== QUOTED TEXT ==
Guest editorial for the special issue on nontraditional differential and integral equation discretization schemes
Article first published online: 22 AUG 2012
Copyright © 2012 John Wiley & Sons, Ltd.
International Journal of Numerical Modelling: Electronic Networks, Devices and Fields
Special Issue: Special Issue on Nontraditional Differential and Integral Equation Discretization Schemes
Volume 25, Issue 5-6, pages 413–416, September-December 2012
How to Cite
(2012), Guest editorial for the special issue on nontraditional differential and integral equation discretization schemes. Int. J. Numer. Model., 25: 413–416. doi: 10.1002/jnm.1861
- Issue published online: 22 AUG 2012
- Article first published online: 22 AUG 2012
- Manuscript Accepted: 5 JUL 2012
- Manuscript Received: 4 JUL 2012
Numerical modeling and simulation play a central role in the solution of many scientific and engineering problems nowadays. Modeling and simulation require a deep understanding of the mathematical equations governing the physical phenomena being studied, as well as algorithms capable of solving these equations efficiently and accurately. The governing equations can be either posed in differential or integral form, or a combination of the thereof. Differential equations (DE) historically have been solved using finite difference and finite element methods (FDM/FEM). Integral equations (IEs) often are solved using boundary element methods (BEM), often called the method of moments (MoM) by electrical engineers. Although classically formulated DE and IE solvers are useful in the solution of many real-world problems, recently, several nontraditional discretization schemes (NDSs) for solving DEs and IEs pertinent to the analysis of device, network, and field phenomena have gained significant traction. Examples of NDSs include Nyström methods; meshless techniques including partition of unity and generalized FEM and BEM schemes, and as well as stochastic methods including random walk and walk-on-sphere techniques. Generally, NDSs aim to overcome certain drawbacks of traditional discretization methods. For example, Nyström-based IE methods often are easier to implement than their Galerkin counterparts, especially when used in conjunction with point-based fast multipole algorithms. Meshless DE and IE solvers significantly reduce the cost of developing computer-aided design models and offer substantial flexibility when analyzing problems involving deformable and moving objects and boundaries. Finally, random walk and walk-on-sphere methods provide for particularly simple, stable, and easy to parallelize avenues for solving certain DEs.
===
== EXTRACTED INFORMATION ==
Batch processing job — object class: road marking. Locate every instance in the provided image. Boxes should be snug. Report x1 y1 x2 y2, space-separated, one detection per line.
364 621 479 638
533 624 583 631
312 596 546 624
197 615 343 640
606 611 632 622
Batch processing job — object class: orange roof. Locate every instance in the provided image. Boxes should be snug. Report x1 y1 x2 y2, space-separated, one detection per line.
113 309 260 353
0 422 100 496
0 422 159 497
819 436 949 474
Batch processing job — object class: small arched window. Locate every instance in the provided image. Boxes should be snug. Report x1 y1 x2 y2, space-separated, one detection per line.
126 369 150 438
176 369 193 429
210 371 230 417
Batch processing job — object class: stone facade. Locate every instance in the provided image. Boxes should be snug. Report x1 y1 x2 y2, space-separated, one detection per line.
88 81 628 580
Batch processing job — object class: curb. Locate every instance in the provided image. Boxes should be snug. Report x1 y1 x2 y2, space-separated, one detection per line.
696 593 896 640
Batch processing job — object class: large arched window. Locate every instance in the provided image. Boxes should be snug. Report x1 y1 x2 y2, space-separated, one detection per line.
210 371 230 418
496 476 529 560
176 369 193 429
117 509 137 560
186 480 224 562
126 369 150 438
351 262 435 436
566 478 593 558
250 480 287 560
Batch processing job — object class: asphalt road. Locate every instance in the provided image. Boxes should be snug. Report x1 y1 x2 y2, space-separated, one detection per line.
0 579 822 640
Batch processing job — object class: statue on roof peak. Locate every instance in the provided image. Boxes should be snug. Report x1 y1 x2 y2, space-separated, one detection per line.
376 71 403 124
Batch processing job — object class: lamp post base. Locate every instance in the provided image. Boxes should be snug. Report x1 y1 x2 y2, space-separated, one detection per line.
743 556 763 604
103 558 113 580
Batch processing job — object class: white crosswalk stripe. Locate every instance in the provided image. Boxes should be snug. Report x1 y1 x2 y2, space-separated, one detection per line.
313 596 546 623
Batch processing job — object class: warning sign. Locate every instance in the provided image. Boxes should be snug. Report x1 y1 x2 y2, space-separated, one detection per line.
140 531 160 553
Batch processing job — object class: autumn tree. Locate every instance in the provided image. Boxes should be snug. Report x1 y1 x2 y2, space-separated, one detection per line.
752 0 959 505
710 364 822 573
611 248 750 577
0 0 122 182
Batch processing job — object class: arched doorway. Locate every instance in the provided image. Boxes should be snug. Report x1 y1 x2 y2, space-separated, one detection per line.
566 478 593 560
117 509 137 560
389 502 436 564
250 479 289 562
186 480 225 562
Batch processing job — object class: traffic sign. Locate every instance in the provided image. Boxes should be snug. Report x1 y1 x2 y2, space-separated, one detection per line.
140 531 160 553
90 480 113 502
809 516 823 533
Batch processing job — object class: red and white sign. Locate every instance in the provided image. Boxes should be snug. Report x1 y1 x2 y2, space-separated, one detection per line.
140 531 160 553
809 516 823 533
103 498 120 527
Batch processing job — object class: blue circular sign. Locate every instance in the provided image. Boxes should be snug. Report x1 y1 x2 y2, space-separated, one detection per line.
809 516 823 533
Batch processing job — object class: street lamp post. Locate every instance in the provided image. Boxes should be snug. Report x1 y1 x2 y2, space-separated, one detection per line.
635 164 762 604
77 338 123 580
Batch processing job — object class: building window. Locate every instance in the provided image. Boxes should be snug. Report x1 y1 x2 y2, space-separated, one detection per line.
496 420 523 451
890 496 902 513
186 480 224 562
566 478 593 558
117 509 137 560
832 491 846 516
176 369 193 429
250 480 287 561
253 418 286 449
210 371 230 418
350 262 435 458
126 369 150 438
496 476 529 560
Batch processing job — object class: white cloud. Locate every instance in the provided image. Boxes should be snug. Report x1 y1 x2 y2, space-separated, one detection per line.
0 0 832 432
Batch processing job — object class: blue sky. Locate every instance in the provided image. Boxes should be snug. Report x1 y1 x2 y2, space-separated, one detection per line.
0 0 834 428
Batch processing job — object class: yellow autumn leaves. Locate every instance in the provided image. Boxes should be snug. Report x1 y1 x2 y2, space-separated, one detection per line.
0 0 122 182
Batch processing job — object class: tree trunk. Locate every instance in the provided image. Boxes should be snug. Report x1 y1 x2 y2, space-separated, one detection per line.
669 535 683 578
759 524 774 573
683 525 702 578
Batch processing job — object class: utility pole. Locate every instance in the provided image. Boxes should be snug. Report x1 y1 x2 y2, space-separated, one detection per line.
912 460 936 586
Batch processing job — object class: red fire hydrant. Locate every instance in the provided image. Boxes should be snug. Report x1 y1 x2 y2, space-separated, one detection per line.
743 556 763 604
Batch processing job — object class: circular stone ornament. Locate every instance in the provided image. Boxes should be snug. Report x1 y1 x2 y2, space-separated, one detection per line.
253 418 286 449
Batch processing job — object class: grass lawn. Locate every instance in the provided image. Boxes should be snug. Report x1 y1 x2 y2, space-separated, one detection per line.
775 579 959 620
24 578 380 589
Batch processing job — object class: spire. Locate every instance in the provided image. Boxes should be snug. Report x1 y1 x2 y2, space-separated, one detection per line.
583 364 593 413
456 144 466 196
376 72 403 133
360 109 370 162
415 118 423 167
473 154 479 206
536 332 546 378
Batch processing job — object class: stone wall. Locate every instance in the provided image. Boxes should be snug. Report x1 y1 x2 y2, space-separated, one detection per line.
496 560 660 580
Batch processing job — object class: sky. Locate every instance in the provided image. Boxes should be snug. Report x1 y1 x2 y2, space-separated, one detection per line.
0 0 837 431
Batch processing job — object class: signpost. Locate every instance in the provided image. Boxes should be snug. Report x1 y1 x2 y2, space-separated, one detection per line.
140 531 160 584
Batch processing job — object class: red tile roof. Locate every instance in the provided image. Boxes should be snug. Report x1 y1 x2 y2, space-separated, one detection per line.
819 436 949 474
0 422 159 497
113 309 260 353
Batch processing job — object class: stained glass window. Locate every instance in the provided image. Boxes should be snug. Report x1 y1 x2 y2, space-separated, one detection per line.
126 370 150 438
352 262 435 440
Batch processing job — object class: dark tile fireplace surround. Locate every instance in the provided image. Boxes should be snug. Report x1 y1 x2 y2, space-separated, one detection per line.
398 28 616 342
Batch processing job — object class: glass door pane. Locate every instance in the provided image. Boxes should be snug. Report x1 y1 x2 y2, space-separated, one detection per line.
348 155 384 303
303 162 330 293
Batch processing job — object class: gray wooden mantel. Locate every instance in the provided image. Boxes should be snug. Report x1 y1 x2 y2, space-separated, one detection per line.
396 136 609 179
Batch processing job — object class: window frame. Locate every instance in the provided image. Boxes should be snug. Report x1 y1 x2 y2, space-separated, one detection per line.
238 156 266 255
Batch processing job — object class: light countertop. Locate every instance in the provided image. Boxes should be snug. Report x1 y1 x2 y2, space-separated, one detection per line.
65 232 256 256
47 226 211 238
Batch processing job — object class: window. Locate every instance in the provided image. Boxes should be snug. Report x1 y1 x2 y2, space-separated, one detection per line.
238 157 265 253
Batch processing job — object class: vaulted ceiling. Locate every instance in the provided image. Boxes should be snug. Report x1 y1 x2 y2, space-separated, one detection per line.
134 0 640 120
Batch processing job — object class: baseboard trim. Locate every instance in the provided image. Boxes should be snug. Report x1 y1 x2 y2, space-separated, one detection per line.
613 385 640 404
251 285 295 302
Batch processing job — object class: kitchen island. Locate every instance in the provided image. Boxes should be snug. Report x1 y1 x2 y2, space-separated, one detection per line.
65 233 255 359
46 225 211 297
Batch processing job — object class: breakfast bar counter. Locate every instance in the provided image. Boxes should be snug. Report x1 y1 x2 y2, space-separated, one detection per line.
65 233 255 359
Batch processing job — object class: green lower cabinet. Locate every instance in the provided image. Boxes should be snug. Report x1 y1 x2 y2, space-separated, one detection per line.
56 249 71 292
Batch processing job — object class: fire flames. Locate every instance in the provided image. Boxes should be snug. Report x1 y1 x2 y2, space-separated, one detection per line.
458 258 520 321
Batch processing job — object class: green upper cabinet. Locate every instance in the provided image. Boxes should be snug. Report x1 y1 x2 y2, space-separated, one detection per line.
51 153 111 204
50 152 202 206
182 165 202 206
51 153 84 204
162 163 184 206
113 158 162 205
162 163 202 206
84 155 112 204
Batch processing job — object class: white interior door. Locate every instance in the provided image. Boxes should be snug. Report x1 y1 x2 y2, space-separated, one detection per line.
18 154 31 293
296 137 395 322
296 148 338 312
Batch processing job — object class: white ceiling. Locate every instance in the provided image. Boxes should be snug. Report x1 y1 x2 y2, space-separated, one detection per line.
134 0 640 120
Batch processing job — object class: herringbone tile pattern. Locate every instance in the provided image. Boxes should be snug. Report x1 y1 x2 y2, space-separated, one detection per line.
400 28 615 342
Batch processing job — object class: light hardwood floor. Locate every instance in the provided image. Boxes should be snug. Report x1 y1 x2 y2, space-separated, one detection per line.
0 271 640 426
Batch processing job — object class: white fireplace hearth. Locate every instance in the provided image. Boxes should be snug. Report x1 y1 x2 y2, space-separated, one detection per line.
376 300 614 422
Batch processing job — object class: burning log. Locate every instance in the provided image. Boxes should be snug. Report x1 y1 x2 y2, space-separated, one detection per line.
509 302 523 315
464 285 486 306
===
WRITTEN EXERCISE 1:
Answer these questions using the editorial:
(a) On what date was the manuscript received?
(b) What do electrical engineers often call boundary element methods?
(c) Which methods provide simple, stable, and easy-to-parallelize ways of solving certain differential equations?
WRITTEN EXERCISE 2: Rewrite the paragraph of the editorial that begins "Numerical modeling and simulation play a central role" as a short bulleted list that keeps its main facts.
Nothing in the listing is needed for this work.

FULL RESPONSE 1:
(a) 4 July 2012
(b) The method of moments (MoM)
(c) Random walk and walk-on-sphere methods

FULL RESPONSE 2:
- Numerical modeling and simulation are central to solving many scientific and engineering problems. They require an understanding of the governing equations and efficient, accurate algorithms to solve them.
- Governing equations may be differential, integral, or a combination of both.
- Differential equations have traditionally been solved with finite difference and finite element methods. Integral equations are often solved with boundary element methods, which electrical engineers call the method of moments.
- Nontraditional discretization schemes have recently gained significant traction. Examples include Nyström methods, meshless techniques (partition of unity, generalized FEM and BEM), and stochastic methods (random walk, walk-on-sphere).
- These schemes aim to overcome drawbacks of traditional methods:
  - Nyström-based integral equation methods are often easier to implement than Galerkin methods, especially with point-based fast multipole algorithms.
  - Meshless solvers reduce the cost of building computer-aided design models and handle deformable and moving objects and boundaries flexibly.
  - Random walk and walk-on-sphere methods offer simple, stable, easily parallelized ways to solve certain differential equations.